## Task prompt
Can you retype every record below exactly as written?

## Record set

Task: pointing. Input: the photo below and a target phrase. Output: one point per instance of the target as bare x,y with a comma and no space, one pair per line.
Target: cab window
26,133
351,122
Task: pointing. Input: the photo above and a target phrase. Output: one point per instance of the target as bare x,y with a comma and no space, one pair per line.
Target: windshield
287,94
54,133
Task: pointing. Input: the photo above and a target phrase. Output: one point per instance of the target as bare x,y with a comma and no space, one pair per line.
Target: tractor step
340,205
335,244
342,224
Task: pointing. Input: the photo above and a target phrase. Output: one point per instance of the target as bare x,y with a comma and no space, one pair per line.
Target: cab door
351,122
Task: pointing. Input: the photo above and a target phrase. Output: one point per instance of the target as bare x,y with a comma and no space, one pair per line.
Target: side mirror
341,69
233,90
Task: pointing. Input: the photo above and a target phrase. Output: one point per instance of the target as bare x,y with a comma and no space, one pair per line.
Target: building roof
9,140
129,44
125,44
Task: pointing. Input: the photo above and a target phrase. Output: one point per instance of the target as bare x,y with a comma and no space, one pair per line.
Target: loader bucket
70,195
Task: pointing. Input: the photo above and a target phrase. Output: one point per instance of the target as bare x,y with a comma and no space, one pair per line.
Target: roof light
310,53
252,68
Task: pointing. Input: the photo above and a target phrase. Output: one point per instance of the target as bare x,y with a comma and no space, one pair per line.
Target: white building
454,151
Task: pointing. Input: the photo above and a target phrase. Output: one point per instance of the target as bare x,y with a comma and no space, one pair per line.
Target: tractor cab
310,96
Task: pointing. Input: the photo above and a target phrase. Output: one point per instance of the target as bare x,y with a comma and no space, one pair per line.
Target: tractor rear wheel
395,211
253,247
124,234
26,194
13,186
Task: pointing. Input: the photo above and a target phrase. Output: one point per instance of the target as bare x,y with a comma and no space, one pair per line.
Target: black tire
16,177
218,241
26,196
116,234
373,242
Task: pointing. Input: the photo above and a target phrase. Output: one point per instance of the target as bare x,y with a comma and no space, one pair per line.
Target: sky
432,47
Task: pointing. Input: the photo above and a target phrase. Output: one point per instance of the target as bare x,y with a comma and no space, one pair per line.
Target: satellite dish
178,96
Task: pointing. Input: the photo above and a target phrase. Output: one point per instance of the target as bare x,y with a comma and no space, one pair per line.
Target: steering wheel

## Response to the task
Task: pointing. Input: the photo below and a target phrase. Output: one point per instance of the target as bare x,y with a comma and no space, one pair per line.
Target: cab window
26,133
351,122
Task: pointing. Input: the photo above and a target phrase. Output: one point per instance of the target as bare x,y with a comma and no space, one pair per line.
Target: windshield
287,94
54,133
Task: pointing. Input: the photo above and a target phrase. Output: one point per instance of the target as bare x,y with a comma and no space, one pair per line.
Target: tractor step
340,205
335,244
342,224
Task: pointing. Input: the photo above and a target phrase. Output: one point per instance of the target as bare x,y with a comma and no space, one pair per line.
Target: cab door
351,122
Task: pointing. Input: the photo above and a target phrase. Output: one point per instance of the target as bare x,y with a comma and no space, one pair per line.
Target: side mirror
341,69
233,90
Task: pointing. Input: the photo above and a target phrase. Output: one point per instance of the target as bare x,y with a comma and no space, one pair per line.
Target: building roof
9,140
129,44
125,44
Task: pointing. Input: the photo above and a target phrase. Output: one point per instance of the target as bare x,y with a comma and no space, one pair per line.
Target: loader bucket
70,195
Task: pointing. Input: the photo above and a target phrase. Output: one point per instance of the target as bare x,y with a comma and no space, one pair per line.
Target: roof light
310,53
252,68
Task: pointing. Input: the photo above and a target phrase. Output: one point per instance of the target as bare x,y with a comma and no space, one pair per line.
Target: white building
454,151
Task: pointing. Input: the photo above and a target phrase. Output: one point per instance of the target as bare x,y with a comma and no space, one pair per line.
Target: tractor cab
310,96
Task: pointing. Input: the photo above and a target phrase. Output: one point per instance of the target as bare x,y with a comma and no space, one pair per line.
Target: tractor rear wheel
395,211
253,247
124,234
26,194
13,186
Task: pointing. Input: the photo above and a target phrase. Output: one point per instance of the target as bare x,y with a comma and no space, one pair per line.
Target: black tire
16,177
218,241
26,196
116,234
373,242
Task: pointing. Input: the photo above and a target phrase. Output: one point per instance of the target as bare x,y with a comma and no space, one pair per line.
Target: sky
432,47
Task: pointing. Input: the photo above and a target phrase. Output: one point per instance of the target as bare x,y with a comma and no space, one pair per line.
Target: satellite dish
178,96
Task: pointing. Input: the photo above and a target phrase. Output: one point per instance of the target as bare x,y with a comma and no space, one pair per line.
Target: steering wheel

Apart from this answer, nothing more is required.